TASK PROMPT: According to the almanac, how much did retailers lose to shoplifters in 1998?

DOCUMENT TEXT:
···
The Almanac


Holiday shopping is in full swing this month -- and so is theft. In 1998 retailers lost more than $15 billion to shoplifters. Even more "inventory shrinkage" -- nearly $19 billion worth in 1998 -- is caused by employee theft, a problem exacerbated by the hiring of temporary workers for the holiday rush. To foil shoplifters, stores have begun using electronic tags that are attached during the manufacturing or packaging process, rather than at the store. The tags, which may be tiny and can be woven into apparel, are much more difficult than conventional electronic tags for shoplifters to locate and remove. To combat employee theft, many stores have turned to computerized "exception reporting," which monitors various aspects of an employee's behavior -- for example, how often a salesperson opens the cash register -- and flags anything out of the ordinary.

The Skies

December 11: Full Moon, also known this month as the Yule Moon and the Big Freezing Moon. All month long Mars and the bright white star Spica lie near each other high in the southeast before dawn. They will be at their closest on the 13th, and will be joined by the waning quarter Moon on the 20th. December 21: At 8:37 A.M. EST, the Winter Solstice. 25: A partial eclipse of the Sun occurs, visible in much of continental North America. The moment of greatest darkness will be 12:35 P.M. EST.

Health & Safety

December 2: As of today the Food and Drug Administration will require companies seeking approval of new drugs likely to be prescribed for children -- even if intended for adults -- to conduct pediatric clinical trials. Historically, most companies have tested drugs only on adults: three quarters of the drugs prescribed for children, including medications for asthma and epilepsy, have never been tested on them. The subject of pediatric studies has generated considerable controversy. Some researchers who oppose the use of placebos if an effective remedy exists are particularly concerned about their use in pediatric trials. Obtaining informed consent from children is another nettlesome issue -- those aged seven to 18 are asked to add their "assent" to their parents' consent. And the reported practice of some researchers of paying hefty sums to parents who enroll their children in trials, and offering the children themselves Toys "R" Us gift certificates, has generated concern.

Expiring Patent

No. 4,422,634. Waterless Swimming Machine. "A swimming simulator for providing a user with the exercise typically produced by swimming, comprising: support frame ... resting on a foundation and supporting the torso of the user in a horizontal position ... a pair of arm levers [with] grip handles being movable along a circular path against a first predetermined resistance; a pair of leg levers ... movable in an arc about a rear pivot point at the other end, such movement being against a second predetermined resistance; and at least one air pump [for providing] predetermined resistances."
···
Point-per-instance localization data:
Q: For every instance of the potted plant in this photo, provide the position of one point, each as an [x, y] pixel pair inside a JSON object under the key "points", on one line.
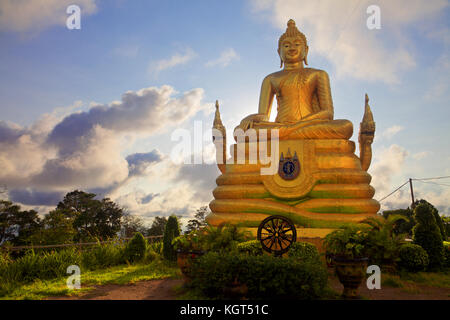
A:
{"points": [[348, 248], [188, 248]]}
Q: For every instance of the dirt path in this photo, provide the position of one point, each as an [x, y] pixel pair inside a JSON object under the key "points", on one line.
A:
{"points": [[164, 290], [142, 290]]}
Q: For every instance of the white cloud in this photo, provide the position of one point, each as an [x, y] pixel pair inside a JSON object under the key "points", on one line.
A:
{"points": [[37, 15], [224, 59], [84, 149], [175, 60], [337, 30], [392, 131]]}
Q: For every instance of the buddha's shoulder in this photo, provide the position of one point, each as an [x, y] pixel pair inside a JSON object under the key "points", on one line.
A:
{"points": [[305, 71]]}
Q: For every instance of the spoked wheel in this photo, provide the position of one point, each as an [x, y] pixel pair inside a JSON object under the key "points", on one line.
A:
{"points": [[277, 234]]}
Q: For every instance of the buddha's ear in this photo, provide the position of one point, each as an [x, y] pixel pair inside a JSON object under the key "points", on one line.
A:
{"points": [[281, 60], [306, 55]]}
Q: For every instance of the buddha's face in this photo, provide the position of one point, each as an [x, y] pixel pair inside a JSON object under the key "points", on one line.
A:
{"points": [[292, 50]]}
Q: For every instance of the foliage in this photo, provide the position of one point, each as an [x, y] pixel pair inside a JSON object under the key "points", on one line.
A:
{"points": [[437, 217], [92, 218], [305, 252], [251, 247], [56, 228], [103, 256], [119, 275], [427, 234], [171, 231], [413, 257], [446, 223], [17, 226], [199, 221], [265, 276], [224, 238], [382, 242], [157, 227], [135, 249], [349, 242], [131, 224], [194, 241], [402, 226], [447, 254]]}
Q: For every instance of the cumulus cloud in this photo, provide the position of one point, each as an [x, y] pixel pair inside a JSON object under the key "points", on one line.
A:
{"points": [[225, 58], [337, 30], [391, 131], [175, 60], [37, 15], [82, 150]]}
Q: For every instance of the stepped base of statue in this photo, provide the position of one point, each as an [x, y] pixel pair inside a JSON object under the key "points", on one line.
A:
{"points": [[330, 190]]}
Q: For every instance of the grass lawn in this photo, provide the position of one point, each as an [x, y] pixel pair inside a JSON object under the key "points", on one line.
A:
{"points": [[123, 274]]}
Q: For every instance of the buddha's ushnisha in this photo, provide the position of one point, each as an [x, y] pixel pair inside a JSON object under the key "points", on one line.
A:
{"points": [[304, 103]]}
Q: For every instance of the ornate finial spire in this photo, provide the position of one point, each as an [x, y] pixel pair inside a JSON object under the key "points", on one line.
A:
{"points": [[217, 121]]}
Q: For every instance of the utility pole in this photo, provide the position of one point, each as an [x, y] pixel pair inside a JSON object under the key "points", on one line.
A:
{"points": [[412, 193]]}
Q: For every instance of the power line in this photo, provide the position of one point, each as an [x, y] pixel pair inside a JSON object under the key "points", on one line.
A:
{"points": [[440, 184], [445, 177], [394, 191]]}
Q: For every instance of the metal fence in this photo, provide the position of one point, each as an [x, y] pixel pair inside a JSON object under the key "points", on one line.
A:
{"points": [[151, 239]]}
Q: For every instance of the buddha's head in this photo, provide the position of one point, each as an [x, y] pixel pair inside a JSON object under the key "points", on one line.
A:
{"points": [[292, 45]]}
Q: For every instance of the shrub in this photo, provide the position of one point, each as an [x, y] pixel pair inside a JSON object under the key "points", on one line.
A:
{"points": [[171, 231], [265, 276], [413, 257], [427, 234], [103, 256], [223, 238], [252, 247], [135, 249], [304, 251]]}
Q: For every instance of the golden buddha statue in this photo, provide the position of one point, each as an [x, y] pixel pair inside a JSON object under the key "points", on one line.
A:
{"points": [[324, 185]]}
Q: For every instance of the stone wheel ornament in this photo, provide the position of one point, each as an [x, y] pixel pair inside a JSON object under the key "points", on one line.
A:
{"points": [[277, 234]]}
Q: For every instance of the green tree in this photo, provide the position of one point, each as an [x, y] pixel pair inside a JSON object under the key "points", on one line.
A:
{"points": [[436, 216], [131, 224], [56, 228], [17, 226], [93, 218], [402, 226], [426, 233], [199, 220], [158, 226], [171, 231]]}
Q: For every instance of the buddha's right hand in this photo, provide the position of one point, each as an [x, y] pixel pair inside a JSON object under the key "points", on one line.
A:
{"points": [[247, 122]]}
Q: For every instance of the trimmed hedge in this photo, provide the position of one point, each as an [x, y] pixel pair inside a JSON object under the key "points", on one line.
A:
···
RESPONSE TO THE TASK: More than $15 billion.